━━ Source extract ━━

The Castiles were a rock and roll band that featured vocalist/guitarist/harmonica player Bruce Springsteen, and was formed by guitarist/vocalist George Theiss, with various lineups during its existence. They recorded two songs, and performed throughout New Jersey and New York before disbanding in 1968.

Springsteen went on to a successful recording and touring career, while Theiss was in various New Jersey bands, none that earned notoriety. Theiss died on July 13, 2018.

History
In 1964, Theiss saw the Beatles perform on The Ed Sullivan Show, and decided to form a band called the Castiles, named after the shampoo brand he was using at the time. He was romantically interested in Springsteen's sister, Virginia, and when Theiss would go to her house, her brother was playing guitar. Theiss asked Springsteen to join the Castiles in 1965 as lead guitarist. They were students at Freehold High School at the time.

"I was sitting in my South Street home one afternoon when a knock came at our front door," Springsteen wrote in his autobiography Born to Run. "It was George Theiss, a local guitarist and singer who’d heard through my sister that I played the guitar. I’d seen George around the Elks. He told me there was a band forming and they were looking for a lead guitarist. While I hesitated to call myself a lead guitarist, I had been hard at it for a while and worked up some very rudimentary 'chops.' We walked across town to Center Street and into a little half-shotgun house fifty feet up the block from where the metal-on-metal war of the rug mill spilled out open factory windows onto the streets of Texas. In Texas I'd slip on my guitar and join my first real band."

━━━
━━ Information shown ━━

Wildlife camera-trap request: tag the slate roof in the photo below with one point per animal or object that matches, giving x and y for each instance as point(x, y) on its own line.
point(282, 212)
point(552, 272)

━━━

Short task A ::
Repeat word for word the part of the Castiles article that starts with "Springsteen went on" and goes on through "School at the time.".
Short task B ::
Using the article on the Castiles, say whether each statement agrees with it: (i) The band took its name from a shampoo brand. (ii) Theiss invited Springsteen to join the band as its drummer. (iii) The band broke up in 1968.
Short task C ::
Pick up the article on the Castiles after its final sentence and write the next part.

Exercise response A ::
Springsteen went on to a successful recording and touring career, while Theiss was in various New Jersey bands, none that earned notoriety. Theiss died on July 13, 2018.

History
In 1964, Theiss saw the Beatles perform on The Ed Sullivan Show, and decided to form a band called the Castiles, named after the shampoo brand he was using at the time. He was romantically interested in Springsteen's sister, Virginia, and when Theiss would go to her house, her brother was playing guitar. Theiss asked Springsteen to join the Castiles in 1965 as lead guitarist. They were students at Freehold High School at the time.

Exercise response B ::
(i) Yes: "named after the shampoo brand he was using at the time."
(ii) No: "Theiss asked Springsteen to join the Castiles in 1965 as lead guitarist."
(iii) Yes: "before disbanding in 1968."

Exercise response C ::
Theiss and Springsteen were joined in the Castiles by original members Paul Popkin, guitar/vocals; Frank Marziotti, bass; and Bart Haynes, drummer. When Haynes joined the army and fought in the Vietnam War, he was replaced by Vinny Maniello. Marziotti left, and Curt Fluhr became the bassist.

The Castiles practiced in half of a duplex home belonging to Haynes. Gordon "Tex" Vinyard lived in the other half of the two-family home, and he became the band's manager. They played gigs in local spots of Freehold from junior high school dances, roller rinks, drive-in theaters, supermarket openings, even clubs in the area and places like Cafe Wha? in Greenwich Village, and Asbury Park, New Jersey. They wore white pants, Beatle boots, and Beatle haircuts, and performed cover songs. 

The Castiles played their last show in August 1968 at the Off Broad Street Coffeehouse in Red Bank, New Jersey.

When the band disbanded in 1968 due to tension between Springsteen and Theiss, the two remained friends.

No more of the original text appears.